#### Written instruction:
Write the records below out again exactly as given, with no images.

[Entries from a point annotation set]
************

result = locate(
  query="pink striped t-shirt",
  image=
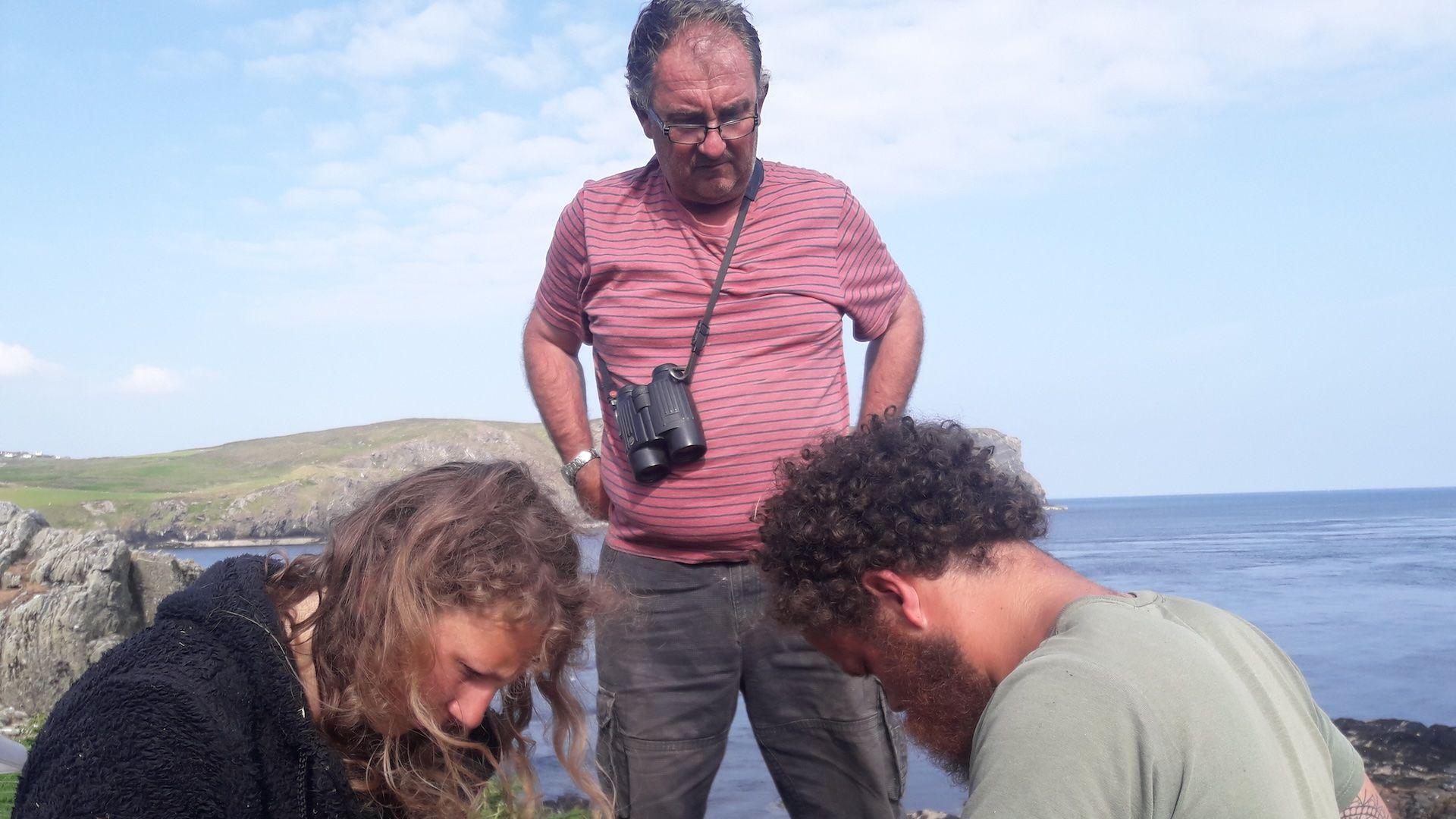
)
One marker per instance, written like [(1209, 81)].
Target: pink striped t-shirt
[(629, 271)]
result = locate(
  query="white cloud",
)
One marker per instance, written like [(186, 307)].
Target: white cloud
[(181, 63), (376, 39), (321, 199), (17, 360), (902, 99), (925, 98), (145, 379)]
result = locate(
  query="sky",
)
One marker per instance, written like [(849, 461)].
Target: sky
[(1172, 246)]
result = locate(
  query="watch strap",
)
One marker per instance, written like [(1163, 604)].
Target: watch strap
[(570, 468)]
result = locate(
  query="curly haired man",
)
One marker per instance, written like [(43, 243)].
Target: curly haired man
[(903, 553)]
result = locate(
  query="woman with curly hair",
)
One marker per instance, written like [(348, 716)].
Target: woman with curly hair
[(357, 681)]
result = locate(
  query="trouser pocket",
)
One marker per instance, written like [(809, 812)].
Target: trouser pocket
[(612, 758)]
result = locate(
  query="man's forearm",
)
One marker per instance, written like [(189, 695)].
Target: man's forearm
[(558, 385), (893, 360)]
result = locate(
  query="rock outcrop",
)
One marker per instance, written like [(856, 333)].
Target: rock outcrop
[(1413, 764), (66, 598), (1006, 453)]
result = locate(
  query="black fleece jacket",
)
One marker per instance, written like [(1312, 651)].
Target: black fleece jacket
[(201, 716)]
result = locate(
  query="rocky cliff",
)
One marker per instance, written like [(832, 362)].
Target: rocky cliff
[(66, 598), (1411, 763)]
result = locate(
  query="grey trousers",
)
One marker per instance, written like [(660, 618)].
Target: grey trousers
[(672, 662)]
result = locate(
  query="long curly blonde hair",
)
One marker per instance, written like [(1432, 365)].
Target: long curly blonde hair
[(475, 537)]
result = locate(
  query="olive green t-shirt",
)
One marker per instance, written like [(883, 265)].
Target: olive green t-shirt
[(1155, 707)]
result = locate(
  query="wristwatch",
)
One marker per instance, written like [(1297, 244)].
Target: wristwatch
[(576, 464)]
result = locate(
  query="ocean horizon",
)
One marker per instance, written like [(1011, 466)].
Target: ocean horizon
[(1354, 585)]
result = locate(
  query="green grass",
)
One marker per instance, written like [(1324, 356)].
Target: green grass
[(9, 781), (209, 480)]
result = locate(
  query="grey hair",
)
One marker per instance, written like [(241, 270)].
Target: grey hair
[(658, 24)]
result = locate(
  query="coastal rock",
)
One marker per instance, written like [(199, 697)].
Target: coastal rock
[(1413, 764), (1006, 453), (71, 596)]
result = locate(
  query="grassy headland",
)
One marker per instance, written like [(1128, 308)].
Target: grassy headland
[(264, 487)]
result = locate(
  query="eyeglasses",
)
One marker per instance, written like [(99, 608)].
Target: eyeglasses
[(695, 134)]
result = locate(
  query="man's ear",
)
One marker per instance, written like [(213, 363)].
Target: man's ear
[(897, 595)]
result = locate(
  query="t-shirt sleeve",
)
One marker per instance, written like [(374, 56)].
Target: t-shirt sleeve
[(1065, 739), (1346, 767), (564, 283), (873, 281)]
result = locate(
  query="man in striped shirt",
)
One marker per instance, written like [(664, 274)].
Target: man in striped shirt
[(629, 271)]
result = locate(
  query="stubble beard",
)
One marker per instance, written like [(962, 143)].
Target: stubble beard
[(944, 697)]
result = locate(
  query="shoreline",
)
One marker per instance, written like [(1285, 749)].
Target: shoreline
[(235, 542)]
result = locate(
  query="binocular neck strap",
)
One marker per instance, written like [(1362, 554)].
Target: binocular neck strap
[(607, 384), (701, 333)]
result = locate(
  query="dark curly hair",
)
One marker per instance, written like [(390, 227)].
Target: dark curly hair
[(900, 494)]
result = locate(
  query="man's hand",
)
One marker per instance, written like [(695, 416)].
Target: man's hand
[(558, 385), (893, 360), (590, 493), (1367, 805)]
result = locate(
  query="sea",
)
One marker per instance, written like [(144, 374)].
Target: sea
[(1357, 586)]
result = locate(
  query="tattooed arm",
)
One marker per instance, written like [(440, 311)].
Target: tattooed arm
[(1367, 805)]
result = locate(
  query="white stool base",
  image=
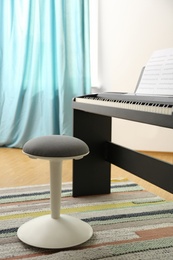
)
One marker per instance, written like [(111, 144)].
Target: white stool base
[(46, 232)]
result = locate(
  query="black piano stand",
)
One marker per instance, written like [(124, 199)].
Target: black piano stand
[(91, 175)]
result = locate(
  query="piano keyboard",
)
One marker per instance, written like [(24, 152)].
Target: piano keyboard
[(145, 106)]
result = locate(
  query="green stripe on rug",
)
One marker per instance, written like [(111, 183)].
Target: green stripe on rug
[(130, 223)]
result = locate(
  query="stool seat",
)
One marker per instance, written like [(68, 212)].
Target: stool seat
[(55, 231), (56, 146)]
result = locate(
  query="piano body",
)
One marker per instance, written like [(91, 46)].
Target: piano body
[(92, 123)]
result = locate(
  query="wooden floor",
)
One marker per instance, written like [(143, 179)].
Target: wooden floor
[(16, 169)]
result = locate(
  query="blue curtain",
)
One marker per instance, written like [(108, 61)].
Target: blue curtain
[(44, 63)]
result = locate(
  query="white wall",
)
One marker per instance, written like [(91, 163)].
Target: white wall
[(128, 32)]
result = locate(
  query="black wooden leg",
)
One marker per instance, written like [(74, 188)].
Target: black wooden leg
[(91, 175)]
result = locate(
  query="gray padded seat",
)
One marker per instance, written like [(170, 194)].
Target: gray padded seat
[(55, 230), (55, 146)]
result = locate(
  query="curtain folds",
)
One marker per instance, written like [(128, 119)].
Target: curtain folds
[(44, 63)]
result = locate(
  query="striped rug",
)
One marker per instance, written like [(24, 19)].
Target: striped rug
[(130, 223)]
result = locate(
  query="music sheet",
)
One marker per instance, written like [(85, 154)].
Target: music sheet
[(157, 78)]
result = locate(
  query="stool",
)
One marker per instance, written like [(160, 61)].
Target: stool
[(55, 230)]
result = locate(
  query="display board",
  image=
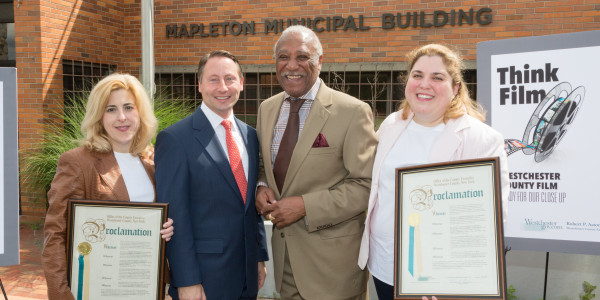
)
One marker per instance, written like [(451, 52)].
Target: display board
[(542, 94), (9, 164)]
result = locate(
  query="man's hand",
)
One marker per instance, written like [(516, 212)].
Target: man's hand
[(193, 292), (264, 197), (262, 274), (286, 211)]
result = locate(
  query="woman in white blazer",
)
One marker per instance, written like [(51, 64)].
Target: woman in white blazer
[(437, 122)]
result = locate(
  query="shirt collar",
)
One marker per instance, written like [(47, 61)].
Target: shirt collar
[(310, 95), (214, 119)]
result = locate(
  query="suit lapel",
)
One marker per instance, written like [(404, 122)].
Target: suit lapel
[(149, 167), (387, 139), (251, 150), (108, 168), (205, 135), (270, 113), (449, 141), (315, 121)]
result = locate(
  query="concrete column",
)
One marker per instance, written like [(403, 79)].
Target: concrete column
[(147, 72)]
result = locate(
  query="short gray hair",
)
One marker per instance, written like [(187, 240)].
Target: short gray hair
[(308, 37)]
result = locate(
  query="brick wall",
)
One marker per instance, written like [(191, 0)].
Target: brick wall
[(510, 19), (108, 31), (46, 32)]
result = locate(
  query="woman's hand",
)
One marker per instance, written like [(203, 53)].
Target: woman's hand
[(168, 230)]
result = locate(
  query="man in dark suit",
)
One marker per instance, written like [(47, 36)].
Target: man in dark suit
[(316, 188), (206, 169)]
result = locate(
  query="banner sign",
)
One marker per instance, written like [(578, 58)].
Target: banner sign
[(542, 95)]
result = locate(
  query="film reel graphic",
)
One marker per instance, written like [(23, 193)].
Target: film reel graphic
[(549, 122)]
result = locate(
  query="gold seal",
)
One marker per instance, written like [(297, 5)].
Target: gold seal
[(84, 248)]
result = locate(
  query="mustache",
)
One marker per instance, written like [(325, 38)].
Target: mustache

************

#### Response to this task:
result = locate(
  query="pink striped t-shirt",
  image=
)
One marker per instance, written like [(1209, 81)].
Target: pink striped t-shirt
[(629, 271)]
result = locate(
  query="white cloud",
)
One marker per instance, written like [(186, 307)].
Target: white cloud
[(181, 63), (376, 39), (321, 199), (17, 360), (902, 99), (925, 98), (145, 379)]
result = locate(
  query="sky",
)
One marker per instance, written like [(849, 461)].
Target: sky
[(1172, 246)]
result = locate(
  query="watch strap",
)
One marker per instance, written like [(1163, 604)].
Target: watch strap
[(570, 468)]
result = locate(
  query="curly haired man",
)
One marker per instance, written like [(43, 243)].
Target: curly haired man
[(903, 553)]
result = locate(
  query="woman with curly hair",
)
One marker per instance, written like [(348, 716)].
Target: woman with curly hair
[(357, 681)]
result = locate(
  query="trouser pocket",
)
One marker per instance, written like [(809, 812)].
Target: trouser pocket
[(612, 758)]
result = locate(
  query="man's forearm",
)
One marker per instance, written like [(189, 695)].
Target: man's forearm
[(558, 385), (893, 360)]
result = locate(
  query="rock outcrop",
)
One marker per instance, written like [(856, 333)].
Target: rock outcrop
[(1413, 764), (66, 598), (1006, 453)]
result = locate(
  query="black fleece jacket",
)
One marker per instance, written like [(1312, 651)].
Target: black fleece jacket
[(201, 716)]
result = locate(
  query="rocky cliff",
)
One marker per instance, written like [(832, 362)].
Target: rocky cliff
[(66, 598), (1411, 763)]
result = locate(
  query="grey trousers",
)
One marker per instance, written like [(660, 618)].
Target: grey trousers
[(672, 662)]
result = locate(
  query="long curly blonde hair",
)
One marker per instance, written like [(1432, 365)].
Target: long curly blonde hair
[(475, 537)]
result = locate(
  query="olive green t-shirt",
)
One marker per instance, written like [(883, 265)].
Target: olive green t-shirt
[(1155, 707)]
result = locate(
  query="wristwatch",
)
One marker per instance, written like [(1297, 244)].
Target: wristwatch
[(576, 464)]
result = locate(
  query="ocean horizon",
)
One marker per instance, written like [(1011, 466)].
Target: ocean horizon
[(1354, 585)]
result = locate(
  query="green grass",
)
One marker per instance, written like [(1324, 356)].
Target: green grass
[(9, 781), (209, 480)]
result = locate(
  query="grey hair",
)
One marker per instance, written like [(241, 270)].
Target: grey hair
[(658, 24)]
result = locate(
  query="coastal rock",
)
One marker per instance, written like [(199, 697)].
Target: coastal rock
[(1413, 764), (1006, 453), (71, 596)]
result = locate(
  query="grassy headland",
)
One marker per instance, written like [(1128, 308)].
Target: grassy headland
[(264, 487)]
result = locate(
  query="eyeglasses",
)
One marker per instance, written like [(99, 608)].
Target: eyeglasses
[(695, 134)]
result = locate(
  query="man's ear",
)
One marker per instance, written like [(213, 363)].
Target: man's ear
[(897, 595)]
result = locate(
  query="t-shirt sleeve",
)
One marker per instance, written like [(374, 56)].
Target: t-shirt sleeve
[(1065, 739), (1346, 767), (564, 283), (873, 281)]
result = locate(
  query="man in striped shirt",
)
One marker per instance, written like [(664, 274)].
Target: man in striped shirt
[(629, 271)]
result = locate(
  query="stubble beard",
)
One marker per instance, written like [(962, 143)].
Target: stubble beard
[(944, 697)]
result = locate(
  query="shoreline",
)
One marker per instance, written like [(1285, 749)].
Target: shoreline
[(235, 542)]
result = locate(
  query="binocular neck strap",
)
One marker per instance, written like [(1362, 554)].
Target: binocular neck strap
[(607, 384), (701, 333)]
result = locate(
  query="dark curly hair",
)
One marker per instance, written like [(390, 227)].
Target: dark curly hair
[(900, 494)]
result = locate(
  query="man's hand",
)
One marker per instance, written like [(695, 416)].
Target: man's hand
[(558, 385), (893, 360), (590, 493), (1367, 805)]
result = locate(
  query="sea",
)
One marker per instance, written like [(144, 374)].
Target: sea
[(1357, 586)]
result = locate(
  query="tattooed arm",
)
One marker per instance, written like [(440, 311)].
Target: tattooed arm
[(1367, 805)]
result = locate(
  query="white stool base",
  image=
)
One marker per instance, written like [(111, 144)].
Target: white stool base
[(46, 232)]
result = locate(
  query="black piano stand",
)
One marker per instance, written like [(124, 199)].
Target: black piano stand
[(91, 175)]
result = locate(
  query="piano keyboard",
)
One marker per instance, written like [(24, 152)].
Target: piano keyboard
[(145, 106)]
result = locate(
  query="green stripe on rug",
)
One marker per instance, written like [(111, 183)].
Target: green stripe on rug
[(130, 223)]
result = locate(
  query="stool seat",
)
One marker per instance, written like [(68, 212)].
Target: stool seat
[(55, 231), (56, 146)]
result = locate(
  query="piano body",
)
One marker per instance, written like [(91, 46)].
Target: piano body
[(92, 123)]
result = locate(
  query="wooden floor",
)
One marker per instance, written like [(143, 179)].
Target: wooden floor
[(16, 169)]
result = locate(
  query="blue curtain",
)
One marker per instance, written like [(108, 61)].
Target: blue curtain
[(44, 63)]
result = locate(
  query="white wall",
)
One marker per instance, written like [(91, 163)].
Target: white wall
[(128, 32)]
result = locate(
  query="black wooden leg",
)
One marker per instance, written like [(74, 188)].
Target: black wooden leg
[(91, 175)]
result = locate(
  query="gray padded seat",
)
One marker per instance, written like [(170, 194)].
Target: gray padded seat
[(55, 230), (55, 146)]
result = locate(
  query="curtain folds",
)
One marker per instance, written like [(128, 119)].
Target: curtain folds
[(44, 63)]
result = locate(
  query="striped rug",
)
One marker per instance, written like [(24, 19)].
Target: striped rug
[(130, 223)]
result = locate(
  query="music sheet",
)
One marker per instance, written like [(85, 154)].
Target: music sheet
[(157, 78)]
result = locate(
  query="stool",
)
One marker per instance, written like [(160, 61)].
Target: stool
[(55, 230)]
result = locate(
  query="display board",
  image=
)
One marker per instance, written like [(451, 52)].
Target: display board
[(542, 94), (9, 164)]
result = locate(
  query="man's hand",
)
One marker per instance, written like [(516, 212)].
Target: man's hand
[(193, 292), (264, 197), (262, 274), (286, 211)]
result = locate(
  query="woman in white blazer",
)
One marker per instance, written like [(51, 64)].
Target: woman in white blazer
[(437, 122)]
result = locate(
  query="shirt collar",
)
One marker per instance, written like [(47, 61)].
Target: shirt collar
[(310, 95), (214, 119)]
result = locate(
  query="suit lapel",
)
One marker per instance, written like [(404, 122)].
Target: suit lapel
[(149, 167), (387, 139), (251, 150), (108, 168), (205, 135), (270, 113), (449, 141), (315, 121)]
result = locate(
  query="concrete column",
)
One marker per instance, written like [(403, 79)].
Target: concrete column
[(147, 72)]
result = locate(
  query="short gray hair",
)
One marker per instance, written like [(187, 240)].
Target: short gray hair
[(308, 37)]
result = locate(
  query="brick wall",
)
One marker per instance, written like [(191, 0)].
Target: brick wall
[(510, 19), (108, 31), (46, 32)]
result = locate(
  query="woman's hand",
)
One marker per instance, written like [(203, 53)].
Target: woman's hand
[(168, 230)]
result = locate(
  query="man in dark suit",
)
One marker per instance, written like [(47, 36)].
Target: man in dark suit
[(316, 188), (206, 169)]
result = locate(
  query="banner sign",
)
One marker per instance, written like [(578, 58)].
Target: banner sign
[(542, 95)]
result = locate(
  query="film reel graphic",
)
One marker per instance, written like [(23, 193)].
Target: film reel graphic
[(549, 122)]
result = locate(
  query="gold seal",
)
One marker per instance, written like [(297, 5)].
Target: gold seal
[(84, 248)]
result = locate(
  query="mustache",
)
One marker per instance, written like [(325, 38)].
Target: mustache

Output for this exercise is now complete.